──────── Page excerpt ────────

And what has been the government’s response to this? To warn workers that they have to accept their grim fate. Simon Clarke, the recently appointed chief secretary to the Treasury, echoed Andrew Bailey’s Marie Antoinette-like intervention by declaring that “a wider message of general restraint is a very important one”. The “broken old model” denounced by Johnson is proving rather resilient.
Of course, the fall in real wages reflects the highest inflation for 30 years (5.4 per cent), with prices surging across the West. Johnson’s government cannot be blamed for this. But it can be blamed for its inept response.
Far from using this moment to encourage workers to lower their expectations, the government should be encouraging them to raise them – not least because it intends to tax them more. Despite the surge in inflation, Johnson and Rishi Sunak have confirmed that National Insurance will rise from 12 per cent to 13.25 per cent this April, a move that will hit workers earning as little as £9,880. It will also cost an employee earning £30,000 an extra £214 a year. To the insult of falling wages, the government is adding the injury of higher taxes.
It doesn’t have to be this way. What this crisis proves is that Johnson is prepared to will the end of higher wages but not the means. It suits the Prime Minister to pretend that the UK’s parlous living standards are the result of excessive immigration. But dismal productivity (reflecting a lack of investment) and enfeebled trade unions are more important culprits. A mere 26 per cent of UK workers are covered by collective bargaining agreements, compared with an EU average of 61 per cent.
A high-wage economy is possible but it will require policies that the Conservatives are instinctively uncomfortable with: taxing wealth, not work, strengthening trade unions and borrowing far more for infrastructure investment. As it is, having barely recovered from one lost decade for living standards, the UK is slouching towards another.

──────── Entries provided ────────

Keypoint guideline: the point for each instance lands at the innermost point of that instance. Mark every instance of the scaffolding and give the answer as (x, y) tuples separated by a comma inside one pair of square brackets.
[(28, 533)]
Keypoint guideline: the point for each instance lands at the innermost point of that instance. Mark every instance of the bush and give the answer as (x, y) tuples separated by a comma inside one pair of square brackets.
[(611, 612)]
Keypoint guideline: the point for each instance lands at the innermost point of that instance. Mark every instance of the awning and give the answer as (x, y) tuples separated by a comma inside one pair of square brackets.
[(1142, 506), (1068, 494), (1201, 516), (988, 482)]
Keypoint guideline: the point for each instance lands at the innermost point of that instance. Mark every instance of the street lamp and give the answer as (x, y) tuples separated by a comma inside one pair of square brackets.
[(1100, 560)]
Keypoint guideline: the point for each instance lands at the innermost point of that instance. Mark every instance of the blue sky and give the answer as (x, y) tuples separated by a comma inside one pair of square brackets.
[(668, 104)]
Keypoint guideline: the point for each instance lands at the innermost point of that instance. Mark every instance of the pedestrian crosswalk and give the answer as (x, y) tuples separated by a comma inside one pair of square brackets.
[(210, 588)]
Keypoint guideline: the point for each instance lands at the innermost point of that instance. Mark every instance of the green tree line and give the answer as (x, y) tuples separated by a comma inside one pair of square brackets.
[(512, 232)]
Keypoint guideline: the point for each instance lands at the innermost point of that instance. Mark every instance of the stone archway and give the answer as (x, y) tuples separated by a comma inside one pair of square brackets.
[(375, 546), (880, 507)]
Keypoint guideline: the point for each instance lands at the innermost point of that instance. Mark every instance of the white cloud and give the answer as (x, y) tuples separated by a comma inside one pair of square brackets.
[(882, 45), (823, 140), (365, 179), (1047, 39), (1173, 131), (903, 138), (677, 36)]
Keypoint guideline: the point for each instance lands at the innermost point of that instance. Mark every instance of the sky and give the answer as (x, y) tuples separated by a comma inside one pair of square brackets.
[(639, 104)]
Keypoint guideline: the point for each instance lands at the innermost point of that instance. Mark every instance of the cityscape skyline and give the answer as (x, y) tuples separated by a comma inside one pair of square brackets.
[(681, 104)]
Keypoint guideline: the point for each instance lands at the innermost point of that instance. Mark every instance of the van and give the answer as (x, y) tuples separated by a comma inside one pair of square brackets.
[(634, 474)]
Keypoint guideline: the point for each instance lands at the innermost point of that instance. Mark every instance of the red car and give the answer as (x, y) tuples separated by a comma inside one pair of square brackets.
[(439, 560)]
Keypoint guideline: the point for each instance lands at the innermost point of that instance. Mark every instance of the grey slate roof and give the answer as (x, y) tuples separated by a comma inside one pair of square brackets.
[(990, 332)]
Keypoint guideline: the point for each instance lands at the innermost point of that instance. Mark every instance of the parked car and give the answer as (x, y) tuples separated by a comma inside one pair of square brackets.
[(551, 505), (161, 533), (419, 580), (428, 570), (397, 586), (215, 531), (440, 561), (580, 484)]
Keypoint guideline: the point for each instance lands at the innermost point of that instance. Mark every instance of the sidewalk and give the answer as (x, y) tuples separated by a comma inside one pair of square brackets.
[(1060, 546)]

────────

What is asked:
Retype the stretch of the piece on UK wages from "And what has" through "proving rather resilient.", character for character.

Result:
And what has been the government’s response to this? To warn workers that they have to accept their grim fate. Simon Clarke, the recently appointed chief secretary to the Treasury, echoed Andrew Bailey’s Marie Antoinette-like intervention by declaring that “a wider message of general restraint is a very important one”. The “broken old model” denounced by Johnson is proving rather resilient.